**Objetivos:**
#1 Indica si cada afirmación concuerda con la crónica del concierto de Fanfarlo: (a) se vendieron 700 localidades; (b) Ruidoblanco es un grupo de Madrid; (c) Migrain Sq. adapta al farsi una canción de Lorca. Responde sí o no a cada una y cita literalmente las palabras de la crónica que lo deciden.
#2 Prosigue la crónica del concierto de Fanfarlo desde su última frase.

**Texto de partida:**
= = = = = = =

La velada volvió a resultar algo deslucida en aforo (700 localidades vendidas) y desconcertante en su cartel, que incluía un par de teloneros sin demasiado que ver con la banda protagonista. Fueron dos ratos agradables, con todo. Abrieron boca los ¡iraníes! Migrain Sq., un cuarteto de pop electrónico con chica al frente que recuerda la parsimonia de Morcheeba o, más aún, la finura minuciosa de The Gift, nuestros vecinos portugueses. Gente curiosa, en todo caso, que tan pronto se ensimisma en un vals como adapta al farsi ‘La canción que nunca diré’, de Lorca. Su mayor ilusión, de hecho, es actuar en la casa natal del poeta granadino: ahí queda eso.

El segundo aperitivo corrió por cuenta de los barceloneses Ruidoblanco, que, como tantas otras formaciones que pasan por manos de Suso Saiz, aúnan sagacidad y melodrama; dramatismo a machete con, en su caso, una marcada vocación melódica. ‘Frágiles’ o ‘Desaparecer’ (esta última, con final en italiano) son por ahora los mejores ejemplos de ese pop emotivo y hasta enrabietado que, aun con una segunda voz femenina, remite a las coordenadas de Piratas. Todavía le falta repertorio a este quinteto con solo un disco y un reciente EP (‘El hombre que habita el mundo’), pero las trazas son muy prometedoras.

Y así, Simon Balthazar y sus cuatro compinches de Fanfarlo se encontraron el terreno expedito para desplegar ese pop pausado y finolis que despierta admiración (y alguna que otra tirria) en las riberas del Támesis. Desde la inaugural ‘We’re the future’ los notamos estilosos y extrañamente actuales, pese a su indisimulado gusto por los teclados. A fin de cuentas, parecen recordarnos, los ochenta conocieron a Duran Duran, pero también a The Pale Fountains.

= = = = = = =

**Datos proporcionados:**
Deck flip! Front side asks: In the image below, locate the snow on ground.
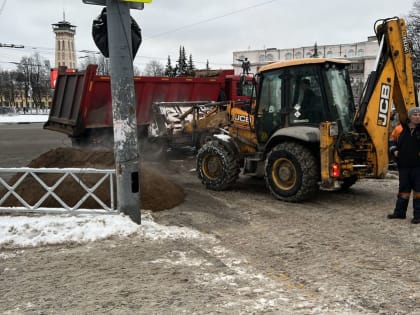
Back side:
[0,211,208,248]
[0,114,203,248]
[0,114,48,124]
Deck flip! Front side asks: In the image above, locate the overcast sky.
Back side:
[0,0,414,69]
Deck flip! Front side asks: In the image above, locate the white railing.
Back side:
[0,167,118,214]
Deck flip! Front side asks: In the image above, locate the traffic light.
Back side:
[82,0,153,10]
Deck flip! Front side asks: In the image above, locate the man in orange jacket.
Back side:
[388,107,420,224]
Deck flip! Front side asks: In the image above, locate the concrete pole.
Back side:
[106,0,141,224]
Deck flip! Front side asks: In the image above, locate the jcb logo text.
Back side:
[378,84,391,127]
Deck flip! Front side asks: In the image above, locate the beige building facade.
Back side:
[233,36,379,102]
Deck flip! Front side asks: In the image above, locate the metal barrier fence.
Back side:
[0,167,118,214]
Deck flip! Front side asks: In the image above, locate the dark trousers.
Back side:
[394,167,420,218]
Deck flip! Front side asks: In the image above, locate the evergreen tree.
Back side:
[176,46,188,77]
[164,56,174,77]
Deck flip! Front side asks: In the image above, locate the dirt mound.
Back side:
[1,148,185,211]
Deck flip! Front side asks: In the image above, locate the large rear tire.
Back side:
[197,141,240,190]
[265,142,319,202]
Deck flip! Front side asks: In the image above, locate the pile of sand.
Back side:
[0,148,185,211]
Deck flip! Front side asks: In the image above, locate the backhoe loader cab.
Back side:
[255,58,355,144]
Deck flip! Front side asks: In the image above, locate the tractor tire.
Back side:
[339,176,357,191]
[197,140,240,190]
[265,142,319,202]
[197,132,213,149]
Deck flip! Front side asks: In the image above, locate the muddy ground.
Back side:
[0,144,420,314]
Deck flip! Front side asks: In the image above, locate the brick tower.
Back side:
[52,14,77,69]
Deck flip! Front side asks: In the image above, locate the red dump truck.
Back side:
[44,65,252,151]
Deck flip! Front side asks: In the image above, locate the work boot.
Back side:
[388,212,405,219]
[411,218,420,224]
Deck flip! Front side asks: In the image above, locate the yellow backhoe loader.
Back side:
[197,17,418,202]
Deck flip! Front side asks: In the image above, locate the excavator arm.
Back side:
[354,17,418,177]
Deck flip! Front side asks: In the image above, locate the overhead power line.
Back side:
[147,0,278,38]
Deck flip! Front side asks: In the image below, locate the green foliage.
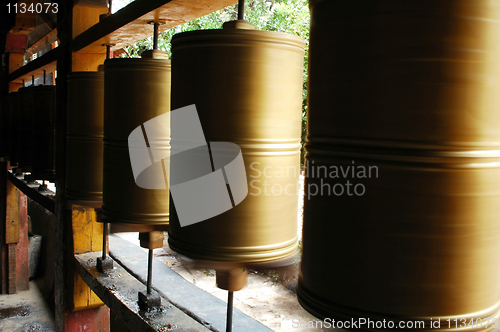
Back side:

= = = = = = =

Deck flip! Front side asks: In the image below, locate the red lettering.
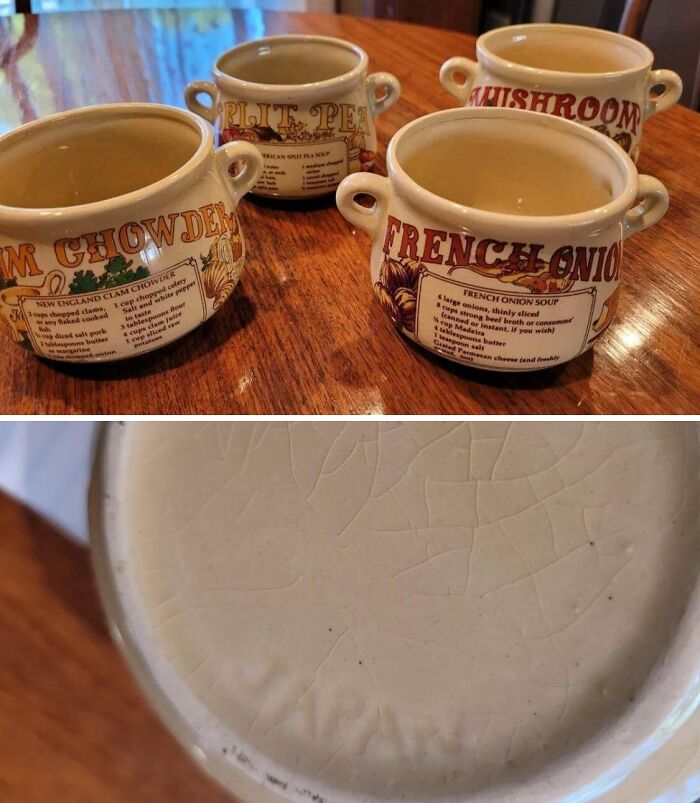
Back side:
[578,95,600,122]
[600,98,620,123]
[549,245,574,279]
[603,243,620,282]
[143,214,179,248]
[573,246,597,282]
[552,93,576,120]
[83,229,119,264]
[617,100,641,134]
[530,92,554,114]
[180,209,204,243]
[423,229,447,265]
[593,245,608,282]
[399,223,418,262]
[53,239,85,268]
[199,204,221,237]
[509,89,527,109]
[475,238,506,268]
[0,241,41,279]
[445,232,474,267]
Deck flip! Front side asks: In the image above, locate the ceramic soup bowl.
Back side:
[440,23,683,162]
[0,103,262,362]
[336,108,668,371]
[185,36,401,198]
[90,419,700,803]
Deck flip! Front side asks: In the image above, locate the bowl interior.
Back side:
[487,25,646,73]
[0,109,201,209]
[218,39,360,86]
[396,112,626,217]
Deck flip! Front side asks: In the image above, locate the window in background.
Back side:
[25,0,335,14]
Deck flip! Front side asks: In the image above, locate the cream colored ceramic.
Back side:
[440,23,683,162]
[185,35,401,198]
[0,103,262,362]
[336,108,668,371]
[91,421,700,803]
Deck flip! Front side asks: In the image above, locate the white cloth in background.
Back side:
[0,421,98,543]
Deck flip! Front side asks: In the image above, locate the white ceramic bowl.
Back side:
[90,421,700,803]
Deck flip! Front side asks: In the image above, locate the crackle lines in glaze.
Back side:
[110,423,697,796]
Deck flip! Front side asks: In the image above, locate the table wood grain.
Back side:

= = = = = = =

**Respuestas:**
#1
(a) Sí: «700 localidades vendidas».
(b) No: «los barceloneses Ruidoblanco».
(c) Sí: «adapta al farsi ‘La canción que nunca diré’, de Lorca».

#2
El repertorio se vuelve más pastoral con violín y trompeta, claro, en el caso de ‘Bones, mientras ‘Lenslife’ se enriquece con un motivo central pentatónico, como si la Muralla China no quedara tan lejos del Soho. Pero lo mejor acontece con ‘Tunguska’, cuando Balthazar agarra el saxo, Leon Beckenham reincide con la trompeta y entre los dos nos acercan a aquel cándido ‘soul’ de ojos azules.

A la altura de ‘Grey & gold’ ya quedan pocas dudas: los londinenses son unos chicos modernos que se amamantaron con Nick Heyward o -si es que alguien los recuerda- Friends Again. A veces se mantienen tan fieles a los tiempos medios que pueden incurrir en redundancia, como si siempre aconteciesen cosas parecidas. Pero ese distinguido ‘Harold T. Wilkins’ final, con Simon apurando su vino, confirma sus hechuras de anti-rockeros con estilo.